## PROBLEM STATEMENT
Resume the passage about a film that split its audience at the 2013 Cannes Film Festival, picking up right after its final sentence.

-- Start TEXT SECTION --

And yet, as much as I despised the picture, I couldn’t get it out of my head. It was like a tiny piece of gum stuck to my trousers–try as I might, it just wouldn’t go away. And the longer I thought about the movie, the more I came to appreciate it. I was drawn to it, particularly to its vibrant colors, haunting visuals, narrative subtlety and strong mythological undertones. With every mental revisitation, I uncovered something new to appreciate until, without realizing, I found myself liking–yes, liking–it. It’s not that I’d forgotten about all my old complaints, if anything, my newfound appreciation for the picture made me pick at those aspects I didn’t like more, but at least now I had some good with which to balance the bad. I could finally understand why, when it was screened at the 2013 Cannes Film Festival, half the audience, the half that wasn’t booing it, gave it a standing ovation. I had stumbled upon one of those rare pieces of cinema which left it’s spectators with absolutely no middle ground. Either you loved it, or you hated it with a passion so great, so burning, as to melt the ice caps.

-- End TEXT SECTION --
-- Start PROVIDED MATERIAL --

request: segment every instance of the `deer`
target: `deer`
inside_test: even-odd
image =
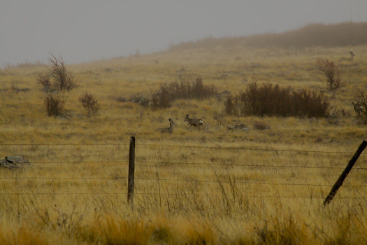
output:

-- End PROVIDED MATERIAL --

## IN RESPONSE
But what is Only God Forgives? What, in the end, does this divisive piece of cinema really boil down to?

Thematically, it boils down to a story of a broken man wanting to take vengeance on God for making him suffer so greatly, but, in doing so, finding redemption. Literally, though, it’s the story of Julian, an American ex-pat living in Bangkok. He owns a Muy THai club, but it’s quickly revealed that that’s just a front for a drug-smuggling operation. Julian doesn’t talk much, and his interactions with other people are pretty much limited to his sessions with Mai, a prostitute who he seems to have some feelings for, and his conversations with Billy, his brother, who’s a sadistic pervert. How sadistic and perverse is he? Well, at the start of the movie, he rapes and kills a thirteen-year-old girl. Yeah. Charming. Don’t worry, though. We don’t have to deal with him for long, because he is quickly apprehended by the Thai police, and the mysterious Inspector Chang is brought in to investigate the matter. Upon seeing what Billy has done, Chang allows the girl’s father to beat him, but he ends up getting killed in the process. Chang, however, doesn’t care about Billy’s death. What he does care about is the fact that the girl’s father knew that she was a sex worker, and did nothing to stop it. For this, he cuts off the man’s forearm and leaves.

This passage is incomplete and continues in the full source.